● Request A
Answer these questions using the forum thread on finding similar documents:
(i) What kind of file does the person asking get in the log, and what output would they prefer?
(ii) Which plugin does the reply name as worth trying for an efficient solution?
(iii) Which writer does the reply say to use to put the resulting example set into an excel file?
● Request B
Quote the part of the forum thread on finding similar documents between "If you want to" and "using the ExcelExampleSetWriter.", inclusive.

● Quoted text
"Finding the most similar document(s) in a collection to a test document"

Question

I have built an operator chain to compare a test document to a collection of documents in order to find the most similar documents to the test document. My original apporach did a similarity test across all documents (the collection and the test document) and filtered out just the results for the test document. Needless to say this resulted in comparing all of the collection against itself and was thus inefficient. I have since then tried the approach recommended at the end of this thread: http://rapid-i.com/rapidforum/index.php/topic,680.msg2587.html#msg2587. Unfortunately I am afraid I have produced a fairly inefficient solution. Could you look at the chain below and give me some advise to improve it? A couple of considerations:* I do the text input processing against the collection and the test document so that I have a consistent vocabulary for the similarity processing. * I get a text file in the log but would prefer an excel or CSV output. Perhaps I can do this in the ProcessLog with some constants for quotation marks and commas. Here is my chain: I thank you very much in advance for your thoughts and recommendations. Charles

land · Answer

Hi Charles,
although you might nearly do everything with a good choice of operators, these solutions are mostly far away from efficiency. If you want an efficient solution, our InformationRetrieval plugin might be worth a try. Unfortunately it's not finished yet, but at least an operator for calculating the distances between each examples of a first exampleset to each of a second. It then returns the k nearest examples and its distances.

If you are interested we might think about a price reduced pre-version.
If you want to write the similarities into an excel file, just apply Similarity2ExampleSet and write the resulting example set into an excel file using the ExcelExampleSetWriter.

Greetings,
  Sebastian

● Material
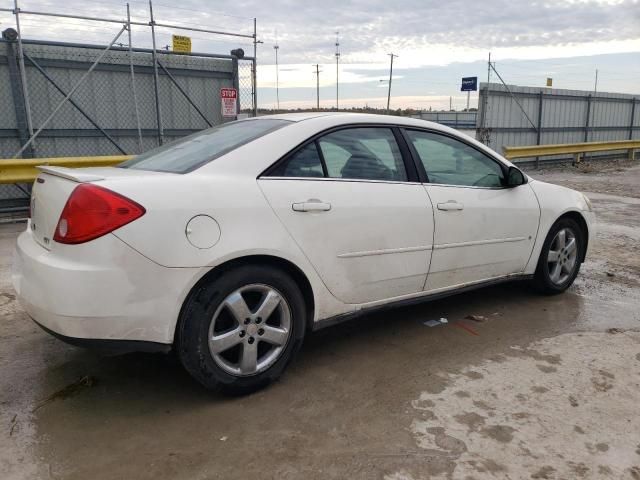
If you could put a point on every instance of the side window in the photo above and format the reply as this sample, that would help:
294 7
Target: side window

● Worked solution A
(i) A text file; they would prefer an excel or CSV output.
(ii) The InformationRetrieval plugin.
(iii) The ExcelExampleSetWriter.

● Worked solution B
If you want to write the similarities into an excel file, just apply Similarity2ExampleSet and write the resulting example set into an excel file using the ExcelExampleSetWriter.